INPUT MATERIAL:

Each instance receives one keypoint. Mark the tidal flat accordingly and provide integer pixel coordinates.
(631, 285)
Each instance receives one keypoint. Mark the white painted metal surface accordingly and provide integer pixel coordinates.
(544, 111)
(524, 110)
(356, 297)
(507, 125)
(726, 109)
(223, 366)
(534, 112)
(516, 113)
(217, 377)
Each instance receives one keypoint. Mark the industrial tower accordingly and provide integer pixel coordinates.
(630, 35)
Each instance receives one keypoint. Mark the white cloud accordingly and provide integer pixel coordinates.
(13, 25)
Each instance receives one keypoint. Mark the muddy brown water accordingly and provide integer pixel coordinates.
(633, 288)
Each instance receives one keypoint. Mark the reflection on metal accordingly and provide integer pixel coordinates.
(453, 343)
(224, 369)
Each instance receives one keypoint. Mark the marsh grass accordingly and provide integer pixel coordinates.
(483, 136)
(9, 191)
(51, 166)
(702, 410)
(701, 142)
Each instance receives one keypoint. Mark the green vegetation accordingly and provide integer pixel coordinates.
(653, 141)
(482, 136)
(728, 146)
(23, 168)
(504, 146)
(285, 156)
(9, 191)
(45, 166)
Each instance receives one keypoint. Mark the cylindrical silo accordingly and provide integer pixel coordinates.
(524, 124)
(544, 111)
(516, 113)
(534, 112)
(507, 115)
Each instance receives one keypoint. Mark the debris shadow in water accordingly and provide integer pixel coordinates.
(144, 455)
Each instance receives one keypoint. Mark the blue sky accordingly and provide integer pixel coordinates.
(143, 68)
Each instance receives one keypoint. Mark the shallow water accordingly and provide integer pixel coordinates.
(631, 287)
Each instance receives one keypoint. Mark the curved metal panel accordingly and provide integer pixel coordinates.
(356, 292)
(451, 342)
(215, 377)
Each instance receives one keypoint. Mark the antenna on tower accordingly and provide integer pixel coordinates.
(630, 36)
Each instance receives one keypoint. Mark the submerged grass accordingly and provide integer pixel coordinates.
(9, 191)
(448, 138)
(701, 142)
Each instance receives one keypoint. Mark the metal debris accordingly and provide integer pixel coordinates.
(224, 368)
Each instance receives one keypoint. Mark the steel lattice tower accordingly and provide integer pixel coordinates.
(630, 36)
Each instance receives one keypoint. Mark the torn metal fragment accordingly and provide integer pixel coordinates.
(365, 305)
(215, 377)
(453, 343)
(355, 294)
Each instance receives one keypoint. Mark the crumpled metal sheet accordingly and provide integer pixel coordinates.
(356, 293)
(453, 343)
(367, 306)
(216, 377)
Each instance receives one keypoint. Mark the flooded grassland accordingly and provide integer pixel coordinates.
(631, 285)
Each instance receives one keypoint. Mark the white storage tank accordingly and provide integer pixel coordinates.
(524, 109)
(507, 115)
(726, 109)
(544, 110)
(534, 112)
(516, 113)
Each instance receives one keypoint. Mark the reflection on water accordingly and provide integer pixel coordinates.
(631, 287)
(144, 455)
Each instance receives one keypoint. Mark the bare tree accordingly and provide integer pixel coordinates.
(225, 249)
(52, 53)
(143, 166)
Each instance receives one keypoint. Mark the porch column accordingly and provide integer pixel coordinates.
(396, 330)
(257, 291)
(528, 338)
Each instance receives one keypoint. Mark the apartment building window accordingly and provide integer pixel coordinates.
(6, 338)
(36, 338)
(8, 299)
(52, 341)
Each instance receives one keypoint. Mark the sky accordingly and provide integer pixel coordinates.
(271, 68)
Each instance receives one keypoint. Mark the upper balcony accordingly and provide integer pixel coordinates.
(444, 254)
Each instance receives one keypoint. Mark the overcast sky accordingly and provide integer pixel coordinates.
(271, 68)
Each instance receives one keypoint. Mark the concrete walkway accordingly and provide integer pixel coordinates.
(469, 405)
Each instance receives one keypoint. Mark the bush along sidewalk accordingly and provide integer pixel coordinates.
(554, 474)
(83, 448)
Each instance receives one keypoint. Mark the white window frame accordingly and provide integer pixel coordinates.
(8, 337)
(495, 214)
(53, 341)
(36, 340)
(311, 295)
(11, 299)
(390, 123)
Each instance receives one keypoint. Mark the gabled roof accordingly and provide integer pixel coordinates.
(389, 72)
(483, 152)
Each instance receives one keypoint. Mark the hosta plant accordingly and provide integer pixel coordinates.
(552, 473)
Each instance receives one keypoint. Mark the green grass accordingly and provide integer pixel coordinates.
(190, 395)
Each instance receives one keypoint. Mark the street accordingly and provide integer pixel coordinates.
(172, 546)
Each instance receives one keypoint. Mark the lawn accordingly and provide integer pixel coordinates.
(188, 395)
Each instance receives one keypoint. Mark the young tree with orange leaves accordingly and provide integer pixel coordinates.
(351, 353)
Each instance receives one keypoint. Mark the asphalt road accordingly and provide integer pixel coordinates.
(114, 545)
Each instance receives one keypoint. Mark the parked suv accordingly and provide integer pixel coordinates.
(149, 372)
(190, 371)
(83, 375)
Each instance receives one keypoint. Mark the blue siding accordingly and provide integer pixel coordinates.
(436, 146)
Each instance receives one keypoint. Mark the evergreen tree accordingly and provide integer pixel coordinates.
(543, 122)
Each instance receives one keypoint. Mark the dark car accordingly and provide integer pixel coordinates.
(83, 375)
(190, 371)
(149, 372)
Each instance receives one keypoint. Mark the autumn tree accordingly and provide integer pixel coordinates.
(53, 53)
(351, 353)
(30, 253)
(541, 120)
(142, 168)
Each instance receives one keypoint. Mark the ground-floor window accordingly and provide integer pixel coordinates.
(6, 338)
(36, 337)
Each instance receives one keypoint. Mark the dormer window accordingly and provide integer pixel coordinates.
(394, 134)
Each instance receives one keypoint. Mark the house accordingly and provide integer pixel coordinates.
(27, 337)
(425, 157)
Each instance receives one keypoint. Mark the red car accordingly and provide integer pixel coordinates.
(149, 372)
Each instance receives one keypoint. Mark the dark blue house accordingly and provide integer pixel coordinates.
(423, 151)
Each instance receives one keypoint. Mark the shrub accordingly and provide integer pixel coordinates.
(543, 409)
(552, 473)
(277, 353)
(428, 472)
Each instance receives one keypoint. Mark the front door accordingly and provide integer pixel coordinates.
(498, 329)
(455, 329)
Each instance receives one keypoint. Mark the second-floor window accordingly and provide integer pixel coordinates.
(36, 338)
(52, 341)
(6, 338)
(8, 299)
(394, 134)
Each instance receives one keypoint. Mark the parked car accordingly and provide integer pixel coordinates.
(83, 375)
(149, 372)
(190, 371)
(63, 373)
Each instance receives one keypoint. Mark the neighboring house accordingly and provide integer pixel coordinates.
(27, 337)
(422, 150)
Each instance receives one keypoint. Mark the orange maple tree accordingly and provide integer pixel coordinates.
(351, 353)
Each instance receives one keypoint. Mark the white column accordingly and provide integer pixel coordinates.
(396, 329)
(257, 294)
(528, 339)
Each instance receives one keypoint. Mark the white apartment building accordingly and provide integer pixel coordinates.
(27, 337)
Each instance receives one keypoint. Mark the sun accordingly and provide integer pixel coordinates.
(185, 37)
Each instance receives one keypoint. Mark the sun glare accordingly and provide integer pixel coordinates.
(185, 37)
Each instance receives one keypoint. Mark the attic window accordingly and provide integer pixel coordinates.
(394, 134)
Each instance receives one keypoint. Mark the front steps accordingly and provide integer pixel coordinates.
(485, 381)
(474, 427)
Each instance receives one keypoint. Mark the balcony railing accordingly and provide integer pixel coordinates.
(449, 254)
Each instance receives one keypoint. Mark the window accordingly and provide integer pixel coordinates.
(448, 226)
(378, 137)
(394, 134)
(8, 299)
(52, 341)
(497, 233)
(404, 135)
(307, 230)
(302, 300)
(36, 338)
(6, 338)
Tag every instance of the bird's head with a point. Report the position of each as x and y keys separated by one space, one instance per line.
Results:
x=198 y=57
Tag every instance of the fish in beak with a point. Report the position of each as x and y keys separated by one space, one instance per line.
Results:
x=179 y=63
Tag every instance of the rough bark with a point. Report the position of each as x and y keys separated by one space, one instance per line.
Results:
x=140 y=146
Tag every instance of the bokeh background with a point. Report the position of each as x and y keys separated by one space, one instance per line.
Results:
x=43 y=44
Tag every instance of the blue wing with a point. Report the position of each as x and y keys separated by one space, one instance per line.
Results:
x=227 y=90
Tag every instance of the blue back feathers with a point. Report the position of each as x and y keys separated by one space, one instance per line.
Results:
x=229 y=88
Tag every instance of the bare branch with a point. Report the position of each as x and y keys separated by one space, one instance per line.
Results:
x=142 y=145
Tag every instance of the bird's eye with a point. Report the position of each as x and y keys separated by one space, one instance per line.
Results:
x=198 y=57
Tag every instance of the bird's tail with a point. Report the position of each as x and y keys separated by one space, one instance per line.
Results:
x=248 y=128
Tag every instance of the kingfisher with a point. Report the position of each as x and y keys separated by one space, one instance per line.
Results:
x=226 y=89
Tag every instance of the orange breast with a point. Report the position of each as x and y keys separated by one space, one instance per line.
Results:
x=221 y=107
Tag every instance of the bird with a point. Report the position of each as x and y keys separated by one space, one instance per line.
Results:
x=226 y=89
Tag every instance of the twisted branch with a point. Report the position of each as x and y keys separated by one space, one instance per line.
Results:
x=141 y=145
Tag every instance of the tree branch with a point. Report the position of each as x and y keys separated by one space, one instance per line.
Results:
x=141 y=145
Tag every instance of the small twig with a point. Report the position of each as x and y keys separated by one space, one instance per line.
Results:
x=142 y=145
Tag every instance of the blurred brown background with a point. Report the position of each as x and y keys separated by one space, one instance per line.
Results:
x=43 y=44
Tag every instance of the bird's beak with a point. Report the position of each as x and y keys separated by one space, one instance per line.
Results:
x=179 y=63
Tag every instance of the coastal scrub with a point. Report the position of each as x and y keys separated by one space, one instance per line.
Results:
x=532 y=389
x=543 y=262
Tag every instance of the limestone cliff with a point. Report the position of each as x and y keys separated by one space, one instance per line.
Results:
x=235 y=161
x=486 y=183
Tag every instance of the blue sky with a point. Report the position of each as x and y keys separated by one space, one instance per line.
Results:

AIM OF THE TASK: In the entries above, find each line that includes the string "branch" and copy it.

EXERCISE OUTPUT:
Tag every instance of the bare branch with a point. Report the position of each as x and y keys separated by one space, one instance per line.
Tag every instance of the twisted branch with a point. Report the position of each as x and y keys separated by one space, one instance per line.
Tag every instance of the tree branch with a point. Report the position of each as x and y keys separated by one space, one instance per line.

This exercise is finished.